» What to do
(a) Duplicate a passage of the article on Doug Whaley's football remarks word for word. Begin at the words "Bills GM Doug" and stop after "of the sport.".
(b) Using the article on Doug Whaley's football remarks, answer these:
(i) Which radio station did Whaley give his interview to?
(ii) What was Sammy Watkins's off-season surgery for?
(iii) Which outlet reported that NFL health officials tried to influence a government study?

» Excerpted text
Bills GM Doug Whaley: Humans aren’t supposed to play football
Bills general manager Doug Whaley said in a radio interview that he doesn’t think people are supposed to play football because of the violent nature of the sport.
“This is the game of football,” Whaley told WGR 550 radio in Buffalo. “Injuries are part of it. It's a violent game that I personally don't think humans are supposed to play.”
His answer came when asked about the injury history of star receiver Sammy Watkins, who had surgery for a broken foot in the off-season and remains sidelined as the Bills’ OTAs continue. He is expected to be out through the preseason.
“I wouldn't say [he's injury-prone],” Whaley said of Watkins. “If you look at his game log, he’s only missed three games. So is he injury-prone? I wouldn’t say that. Are things going to come up with a guy like this? We hope that gets limited in the future.”
Bills head coach Rex Ryan discussed Watkins’s injuries with SI.com last week.
“The kid loves to work,” Ryan told SI. “This isn’t a china doll situation. The china doll deal is for someone else. All I know is when he’s healthy, you can’t cover him, it’s as simple as that. No cornerback in the league can cover him, and you can quote me on that, and I’ve got video proof of it. The best of the best can’t cover him.
“Has he missed a little time? Yeah. Big deal. He and everyone else. The [Odell] Beckham kid came out the same year, and he missed how many games with a hamstring issue? Believe me, I was trying to trade for him [with the Jets] when he had the hamstring. I was reading the [New York] papers, and I was like, ‘Well, hell, we’ll take him.’ But Sammy’s not even going to miss any time. He’s going to be ready to roll when it matters.”
As former players continue to be diagnosed with CTE following their deaths, and the NFL continually defiant of evidence surrounding head hits and long-term brain damage, the topic of injury risk in the NFL remains debated.
A recent ESPN report indicated that NFL health officials attempted to influence a government study surrounding football and brain disease.

» Record set
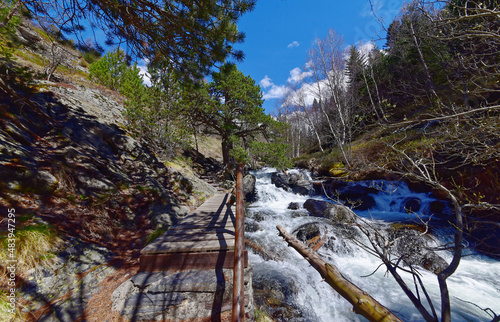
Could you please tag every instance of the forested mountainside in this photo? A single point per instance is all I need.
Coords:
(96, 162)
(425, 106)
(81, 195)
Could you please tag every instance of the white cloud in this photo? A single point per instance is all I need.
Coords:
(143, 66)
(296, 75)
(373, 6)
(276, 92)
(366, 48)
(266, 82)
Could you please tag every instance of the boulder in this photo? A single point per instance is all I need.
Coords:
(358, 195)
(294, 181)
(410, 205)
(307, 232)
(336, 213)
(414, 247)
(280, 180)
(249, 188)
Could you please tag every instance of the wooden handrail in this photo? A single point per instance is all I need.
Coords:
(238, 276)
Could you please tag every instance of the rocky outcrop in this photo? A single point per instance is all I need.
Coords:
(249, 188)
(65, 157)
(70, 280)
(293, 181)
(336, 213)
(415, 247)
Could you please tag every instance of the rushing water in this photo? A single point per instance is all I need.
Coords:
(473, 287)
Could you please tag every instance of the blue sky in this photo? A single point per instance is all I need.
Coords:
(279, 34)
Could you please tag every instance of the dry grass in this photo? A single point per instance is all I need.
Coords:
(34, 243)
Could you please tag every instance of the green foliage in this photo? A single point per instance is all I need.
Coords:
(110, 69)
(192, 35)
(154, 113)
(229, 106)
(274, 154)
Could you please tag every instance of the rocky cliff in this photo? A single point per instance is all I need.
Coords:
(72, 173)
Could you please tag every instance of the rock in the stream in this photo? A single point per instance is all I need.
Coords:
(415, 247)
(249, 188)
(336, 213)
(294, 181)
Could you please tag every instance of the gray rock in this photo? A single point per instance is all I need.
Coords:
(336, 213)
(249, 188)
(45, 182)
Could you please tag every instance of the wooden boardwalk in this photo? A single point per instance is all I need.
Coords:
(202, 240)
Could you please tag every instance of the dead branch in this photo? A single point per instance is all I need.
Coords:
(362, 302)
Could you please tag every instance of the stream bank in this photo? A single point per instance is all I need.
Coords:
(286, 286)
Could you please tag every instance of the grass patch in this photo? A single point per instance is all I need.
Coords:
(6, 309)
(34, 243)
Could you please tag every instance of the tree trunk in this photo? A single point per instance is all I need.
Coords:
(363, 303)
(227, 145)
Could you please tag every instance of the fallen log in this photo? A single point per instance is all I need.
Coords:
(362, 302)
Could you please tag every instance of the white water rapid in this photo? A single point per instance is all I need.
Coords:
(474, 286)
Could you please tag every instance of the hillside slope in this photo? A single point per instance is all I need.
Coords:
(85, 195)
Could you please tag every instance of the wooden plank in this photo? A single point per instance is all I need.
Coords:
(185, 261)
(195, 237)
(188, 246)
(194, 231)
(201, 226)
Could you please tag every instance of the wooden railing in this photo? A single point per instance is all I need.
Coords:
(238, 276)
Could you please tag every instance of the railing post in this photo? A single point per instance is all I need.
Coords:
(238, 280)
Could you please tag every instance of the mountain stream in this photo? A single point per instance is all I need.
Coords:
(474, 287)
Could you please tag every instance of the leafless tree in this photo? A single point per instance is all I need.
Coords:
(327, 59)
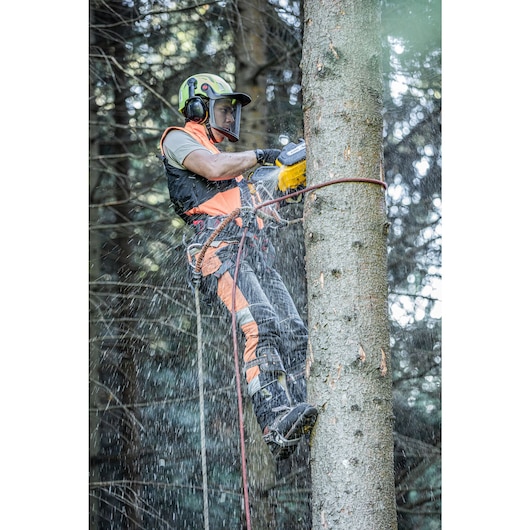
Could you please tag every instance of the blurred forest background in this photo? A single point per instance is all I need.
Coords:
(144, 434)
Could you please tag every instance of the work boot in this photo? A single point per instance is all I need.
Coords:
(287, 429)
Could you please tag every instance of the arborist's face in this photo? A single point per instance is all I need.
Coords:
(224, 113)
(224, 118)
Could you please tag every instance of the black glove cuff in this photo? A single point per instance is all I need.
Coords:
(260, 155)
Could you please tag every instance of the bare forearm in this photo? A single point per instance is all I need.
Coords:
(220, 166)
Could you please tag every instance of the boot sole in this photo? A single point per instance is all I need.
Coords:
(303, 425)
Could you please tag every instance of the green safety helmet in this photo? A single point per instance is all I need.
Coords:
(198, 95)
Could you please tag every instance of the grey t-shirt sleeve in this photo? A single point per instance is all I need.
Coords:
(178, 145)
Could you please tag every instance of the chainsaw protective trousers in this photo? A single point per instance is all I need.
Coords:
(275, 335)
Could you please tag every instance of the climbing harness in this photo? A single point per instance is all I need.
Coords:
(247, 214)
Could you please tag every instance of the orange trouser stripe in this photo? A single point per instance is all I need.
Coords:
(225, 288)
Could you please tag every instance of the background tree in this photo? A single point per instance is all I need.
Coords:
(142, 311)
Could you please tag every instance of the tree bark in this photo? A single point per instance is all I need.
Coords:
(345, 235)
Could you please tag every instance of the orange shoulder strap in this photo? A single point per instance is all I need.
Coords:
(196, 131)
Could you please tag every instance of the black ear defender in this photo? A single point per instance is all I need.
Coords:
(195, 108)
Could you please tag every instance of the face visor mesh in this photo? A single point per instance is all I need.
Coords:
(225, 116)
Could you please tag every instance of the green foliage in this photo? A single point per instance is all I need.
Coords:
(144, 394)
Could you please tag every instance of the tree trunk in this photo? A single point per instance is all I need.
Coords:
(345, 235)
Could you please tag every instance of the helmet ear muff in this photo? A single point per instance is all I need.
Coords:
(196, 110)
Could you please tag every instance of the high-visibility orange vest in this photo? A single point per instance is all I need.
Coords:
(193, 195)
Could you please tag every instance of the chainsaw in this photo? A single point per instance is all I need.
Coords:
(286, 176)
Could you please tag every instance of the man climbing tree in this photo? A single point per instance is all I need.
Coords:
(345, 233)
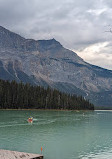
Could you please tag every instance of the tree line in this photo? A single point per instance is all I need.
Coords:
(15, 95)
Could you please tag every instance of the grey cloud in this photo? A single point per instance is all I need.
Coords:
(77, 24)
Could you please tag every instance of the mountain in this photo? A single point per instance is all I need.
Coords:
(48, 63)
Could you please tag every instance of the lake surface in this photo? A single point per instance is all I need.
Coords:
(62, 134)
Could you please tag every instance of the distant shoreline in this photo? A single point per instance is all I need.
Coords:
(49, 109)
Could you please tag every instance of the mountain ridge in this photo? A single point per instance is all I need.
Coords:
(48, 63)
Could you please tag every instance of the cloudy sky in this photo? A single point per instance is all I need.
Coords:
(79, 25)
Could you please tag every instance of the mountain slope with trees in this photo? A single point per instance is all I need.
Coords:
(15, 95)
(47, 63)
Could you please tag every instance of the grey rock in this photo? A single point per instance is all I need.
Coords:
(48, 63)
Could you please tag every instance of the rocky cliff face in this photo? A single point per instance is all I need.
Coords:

» Answers below
(a)
Bills GM Doug Whaley: Humans aren’t supposed to play football
Bills general manager Doug Whaley said in a radio interview that he doesn’t think people are supposed to play football because of the violent nature of the sport.

(b)
(i) WGR 550 in Buffalo
(ii) A broken foot
(iii) ESPN